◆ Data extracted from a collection
+++

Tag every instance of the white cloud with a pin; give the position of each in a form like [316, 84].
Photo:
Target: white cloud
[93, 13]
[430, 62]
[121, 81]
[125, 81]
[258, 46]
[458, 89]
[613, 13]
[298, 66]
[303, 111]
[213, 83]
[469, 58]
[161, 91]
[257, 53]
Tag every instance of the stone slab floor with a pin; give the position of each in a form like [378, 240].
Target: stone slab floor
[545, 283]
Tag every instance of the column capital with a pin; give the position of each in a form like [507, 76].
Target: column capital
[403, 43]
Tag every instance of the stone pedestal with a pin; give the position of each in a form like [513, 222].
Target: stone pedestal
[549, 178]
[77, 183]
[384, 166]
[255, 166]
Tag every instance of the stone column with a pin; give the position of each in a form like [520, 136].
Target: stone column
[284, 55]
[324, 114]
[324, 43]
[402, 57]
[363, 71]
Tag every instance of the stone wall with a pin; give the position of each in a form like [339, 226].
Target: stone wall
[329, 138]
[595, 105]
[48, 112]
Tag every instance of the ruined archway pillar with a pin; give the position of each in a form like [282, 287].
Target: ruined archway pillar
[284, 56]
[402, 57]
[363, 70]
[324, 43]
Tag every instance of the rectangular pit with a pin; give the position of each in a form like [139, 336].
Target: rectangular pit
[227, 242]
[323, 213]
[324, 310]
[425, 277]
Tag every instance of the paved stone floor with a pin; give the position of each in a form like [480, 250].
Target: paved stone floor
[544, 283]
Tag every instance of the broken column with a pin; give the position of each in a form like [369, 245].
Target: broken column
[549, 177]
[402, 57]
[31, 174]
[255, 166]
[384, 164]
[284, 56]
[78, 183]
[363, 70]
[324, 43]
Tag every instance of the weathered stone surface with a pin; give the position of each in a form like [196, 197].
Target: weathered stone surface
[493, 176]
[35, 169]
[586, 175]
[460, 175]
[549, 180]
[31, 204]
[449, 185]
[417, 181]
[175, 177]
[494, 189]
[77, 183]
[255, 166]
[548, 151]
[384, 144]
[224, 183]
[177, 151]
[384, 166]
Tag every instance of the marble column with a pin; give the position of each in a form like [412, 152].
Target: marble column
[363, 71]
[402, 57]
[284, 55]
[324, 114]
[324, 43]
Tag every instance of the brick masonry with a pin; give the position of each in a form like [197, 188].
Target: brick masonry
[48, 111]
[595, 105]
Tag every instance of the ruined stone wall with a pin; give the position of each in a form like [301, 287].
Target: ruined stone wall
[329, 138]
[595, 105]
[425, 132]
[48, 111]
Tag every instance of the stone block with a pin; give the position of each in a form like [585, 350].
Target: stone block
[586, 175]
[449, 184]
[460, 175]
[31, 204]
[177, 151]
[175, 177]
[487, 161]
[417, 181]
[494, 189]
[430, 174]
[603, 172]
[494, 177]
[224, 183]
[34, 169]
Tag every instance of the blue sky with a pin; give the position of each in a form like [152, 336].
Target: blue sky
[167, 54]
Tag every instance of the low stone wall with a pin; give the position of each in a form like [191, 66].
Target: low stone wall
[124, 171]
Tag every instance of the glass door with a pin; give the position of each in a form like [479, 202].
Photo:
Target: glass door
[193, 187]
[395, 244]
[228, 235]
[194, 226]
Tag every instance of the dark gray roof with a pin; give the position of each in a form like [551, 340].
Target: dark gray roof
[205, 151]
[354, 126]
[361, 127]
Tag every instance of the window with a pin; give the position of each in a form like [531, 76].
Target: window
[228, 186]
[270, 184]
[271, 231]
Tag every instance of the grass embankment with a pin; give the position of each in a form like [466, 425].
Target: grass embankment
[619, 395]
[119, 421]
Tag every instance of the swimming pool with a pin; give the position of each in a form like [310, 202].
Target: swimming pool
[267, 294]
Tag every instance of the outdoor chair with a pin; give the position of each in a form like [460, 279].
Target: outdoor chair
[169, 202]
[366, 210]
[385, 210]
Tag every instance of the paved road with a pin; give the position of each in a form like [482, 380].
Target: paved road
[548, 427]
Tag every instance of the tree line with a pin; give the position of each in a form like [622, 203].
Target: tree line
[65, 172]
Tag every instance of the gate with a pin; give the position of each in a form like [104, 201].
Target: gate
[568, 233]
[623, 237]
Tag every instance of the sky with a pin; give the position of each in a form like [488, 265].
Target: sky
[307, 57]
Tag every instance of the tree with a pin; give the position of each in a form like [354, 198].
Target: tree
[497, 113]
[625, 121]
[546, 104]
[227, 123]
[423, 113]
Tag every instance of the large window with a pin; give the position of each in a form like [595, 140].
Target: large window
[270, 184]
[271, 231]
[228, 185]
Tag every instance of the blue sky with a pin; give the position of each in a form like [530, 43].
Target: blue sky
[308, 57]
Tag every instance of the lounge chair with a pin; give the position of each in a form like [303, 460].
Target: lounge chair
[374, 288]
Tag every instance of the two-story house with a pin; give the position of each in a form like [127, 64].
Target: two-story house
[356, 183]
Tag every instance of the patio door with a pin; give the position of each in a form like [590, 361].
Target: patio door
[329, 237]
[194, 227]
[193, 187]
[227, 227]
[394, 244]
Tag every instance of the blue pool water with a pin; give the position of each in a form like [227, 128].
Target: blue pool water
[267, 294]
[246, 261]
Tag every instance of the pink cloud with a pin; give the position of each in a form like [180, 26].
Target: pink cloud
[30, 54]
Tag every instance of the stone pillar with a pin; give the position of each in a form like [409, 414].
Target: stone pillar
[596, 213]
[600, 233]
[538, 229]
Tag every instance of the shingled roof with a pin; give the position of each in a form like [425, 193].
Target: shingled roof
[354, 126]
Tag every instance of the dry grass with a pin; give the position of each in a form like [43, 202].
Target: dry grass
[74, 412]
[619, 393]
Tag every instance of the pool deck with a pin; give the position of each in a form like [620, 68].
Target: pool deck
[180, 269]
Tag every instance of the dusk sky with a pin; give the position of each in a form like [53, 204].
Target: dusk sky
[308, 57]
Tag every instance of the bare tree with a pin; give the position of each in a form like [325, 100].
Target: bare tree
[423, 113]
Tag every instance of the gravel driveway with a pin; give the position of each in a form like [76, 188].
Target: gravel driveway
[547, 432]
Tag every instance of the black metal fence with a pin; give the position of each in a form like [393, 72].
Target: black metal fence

+++

◆ Instructions to follow
Render each line of the listing above as a string in a JSON list, one string per line and no entries for blank lines.

◆ Solution to the exercise
[
  "Tag every instance of the white cloud with a pin; give the position of each in a form like [316, 84].",
  "Photo:",
  "Target: white cloud",
  "[93, 13]",
  "[430, 62]",
  "[121, 81]",
  "[125, 81]",
  "[258, 46]",
  "[458, 89]",
  "[613, 13]",
  "[298, 66]",
  "[303, 111]",
  "[213, 83]",
  "[469, 58]",
  "[161, 91]",
  "[257, 53]",
  "Tag every instance of the stone slab floor with a pin; give the position of each in a form like [378, 240].",
  "Target: stone slab floor",
  "[545, 283]",
  "Tag every instance of the column capital with a pin; give the position of each in a form like [507, 76].",
  "Target: column capital",
  "[403, 43]",
  "Tag every instance of the stone pedestal with a pin; give the position of each in a form like [513, 222].",
  "Target: stone pedestal",
  "[549, 178]",
  "[77, 183]",
  "[384, 166]",
  "[255, 166]",
  "Tag every instance of the stone column with a pin; give the position of each in a form like [520, 136].",
  "Target: stone column",
  "[284, 55]",
  "[324, 114]",
  "[324, 43]",
  "[402, 57]",
  "[363, 71]",
  "Tag every instance of the stone wall with a pin; give the position of each in a form like [339, 226].",
  "Target: stone wall",
  "[329, 138]",
  "[595, 105]",
  "[48, 112]",
  "Tag every instance of the ruined archway pillar with a pin; give the position of each in a form like [282, 287].",
  "Target: ruined archway pillar",
  "[284, 56]",
  "[402, 57]",
  "[363, 70]",
  "[324, 43]",
  "Tag every instance of the rectangular pit with a pin; give the position of each in a form like [139, 336].",
  "Target: rectangular pit",
  "[227, 242]",
  "[323, 213]",
  "[324, 310]",
  "[425, 277]",
  "Tag every instance of the paved stone floor with a pin; give the position of each in a form like [480, 250].",
  "Target: paved stone floor",
  "[544, 283]",
  "Tag every instance of the broken column with a pin; give the position of each in a form like [369, 245].",
  "Target: broken column",
  "[549, 177]",
  "[402, 57]",
  "[31, 174]",
  "[255, 166]",
  "[384, 164]",
  "[284, 56]",
  "[78, 183]",
  "[363, 70]",
  "[324, 43]",
  "Tag every instance of the weathered stone surface with a pin; give the position of each in a form like [196, 197].",
  "Target: weathered stone surface",
  "[493, 176]",
  "[35, 169]",
  "[586, 175]",
  "[460, 175]",
  "[549, 180]",
  "[31, 204]",
  "[449, 185]",
  "[417, 181]",
  "[175, 177]",
  "[494, 189]",
  "[77, 183]",
  "[255, 166]",
  "[548, 151]",
  "[384, 144]",
  "[224, 183]",
  "[177, 151]",
  "[384, 166]",
  "Tag every instance of the marble column with a pin; give the position of each in a form like [412, 152].",
  "Target: marble column",
  "[363, 71]",
  "[402, 57]",
  "[284, 55]",
  "[324, 114]",
  "[324, 43]",
  "Tag every instance of the brick masonry with a pin; give the position of each in a form like [197, 188].",
  "Target: brick masonry",
  "[48, 111]",
  "[595, 105]",
  "Tag every instance of the ruined stone wall with a pin; give the position of each in a form like [301, 287].",
  "Target: ruined stone wall",
  "[329, 138]",
  "[595, 105]",
  "[425, 132]",
  "[48, 111]",
  "Tag every instance of the stone block with a pin; give the position of each in a form like [585, 350].",
  "Target: stone block",
  "[586, 175]",
  "[449, 184]",
  "[460, 175]",
  "[31, 204]",
  "[177, 151]",
  "[175, 177]",
  "[487, 161]",
  "[417, 181]",
  "[494, 189]",
  "[430, 174]",
  "[603, 172]",
  "[494, 177]",
  "[224, 183]",
  "[34, 169]",
  "Tag every instance of the blue sky with a pin; give the position of each in a form like [152, 336].",
  "Target: blue sky",
  "[167, 54]",
  "Tag every instance of the low stone wall with a pin; give the position of each in a form like [191, 66].",
  "Target: low stone wall",
  "[124, 171]",
  "Tag every instance of the glass door with a pin; give the position of each in a form like [479, 202].",
  "Photo:",
  "Target: glass door",
  "[193, 187]",
  "[395, 244]",
  "[228, 235]",
  "[194, 226]",
  "Tag every instance of the dark gray roof with a pin; give the position of each in a form like [551, 340].",
  "Target: dark gray roof",
  "[205, 151]",
  "[354, 126]",
  "[361, 127]",
  "Tag every instance of the window with a pin; give the position of each in a form like [531, 76].",
  "Target: window",
  "[228, 186]",
  "[270, 184]",
  "[271, 231]",
  "Tag every instance of the grass embankment with a pin; give the position of each in a form like [466, 425].",
  "Target: grass embankment",
  "[619, 395]",
  "[119, 421]",
  "Tag every instance of the swimming pool with a pin; give the position of each in a form like [310, 202].",
  "Target: swimming pool",
  "[267, 294]",
  "Tag every instance of the outdoor chair with a pin; give the position of each in a form like [460, 279].",
  "Target: outdoor chair",
  "[169, 202]",
  "[366, 210]",
  "[385, 210]",
  "Tag every instance of the paved road with a pin; give the position of each in a form like [482, 380].",
  "Target: paved road",
  "[548, 427]",
  "Tag every instance of the tree line with a pin; give the position of each in a form like [622, 203].",
  "Target: tree line",
  "[65, 172]",
  "Tag every instance of the gate with a pin; give the position of each in a form like [104, 201].",
  "Target: gate",
  "[568, 233]",
  "[623, 237]",
  "Tag every instance of the sky with a pin; give the position of each in a form like [488, 265].",
  "Target: sky",
  "[307, 57]",
  "Tag every instance of the tree with a pin; give the position of each in a form like [354, 198].",
  "Target: tree",
  "[497, 113]",
  "[625, 121]",
  "[546, 104]",
  "[227, 123]",
  "[423, 113]",
  "Tag every instance of the large window with a pin; give the position of each in a form like [595, 140].",
  "Target: large window",
  "[270, 184]",
  "[271, 231]",
  "[228, 185]",
  "Tag every instance of the blue sky with a pin; give the position of each in a form like [530, 43].",
  "Target: blue sky",
  "[308, 57]",
  "Tag every instance of the lounge chair with a pin; give the position of each in a form like [303, 460].",
  "Target: lounge chair",
  "[374, 288]",
  "Tag every instance of the two-story house with a pin; give the position of each in a form like [127, 64].",
  "Target: two-story house",
  "[356, 183]",
  "Tag every instance of the patio door with a pin; give the position of each in a form like [590, 361].",
  "Target: patio door",
  "[329, 237]",
  "[194, 227]",
  "[193, 187]",
  "[227, 227]",
  "[394, 244]",
  "Tag every instance of the blue pool water with a pin; give the position of each in a form like [227, 128].",
  "Target: blue pool water",
  "[267, 294]",
  "[246, 261]",
  "Tag every instance of the pink cloud with a pin; give the position of each in a form like [180, 26].",
  "Target: pink cloud",
  "[30, 54]",
  "Tag every instance of the stone pillar with a pin; give the position of each in a form like [409, 414].",
  "Target: stone pillar",
  "[596, 213]",
  "[600, 233]",
  "[538, 229]",
  "Tag every instance of the shingled roof with a pin; give the position of each in a form like [425, 193].",
  "Target: shingled roof",
  "[354, 126]",
  "Tag every instance of the dry grass with a pin; give the position of each in a form like [43, 202].",
  "Target: dry grass",
  "[74, 412]",
  "[619, 393]",
  "Tag every instance of the pool deck with a pin; give the position of each in a form like [620, 68].",
  "Target: pool deck",
  "[180, 269]",
  "Tag every instance of the dusk sky with a pin; give the position of each in a form like [53, 204].",
  "Target: dusk sky",
  "[308, 57]",
  "Tag every instance of the bare tree with a pin; give the position of each in a form like [325, 100].",
  "Target: bare tree",
  "[423, 113]",
  "Tag every instance of the gravel driveway with a pin; give the position of each in a form like [76, 188].",
  "Target: gravel driveway",
  "[547, 432]",
  "Tag every instance of the black metal fence with a pin; give the position of each in a form like [393, 72].",
  "Target: black metal fence"
]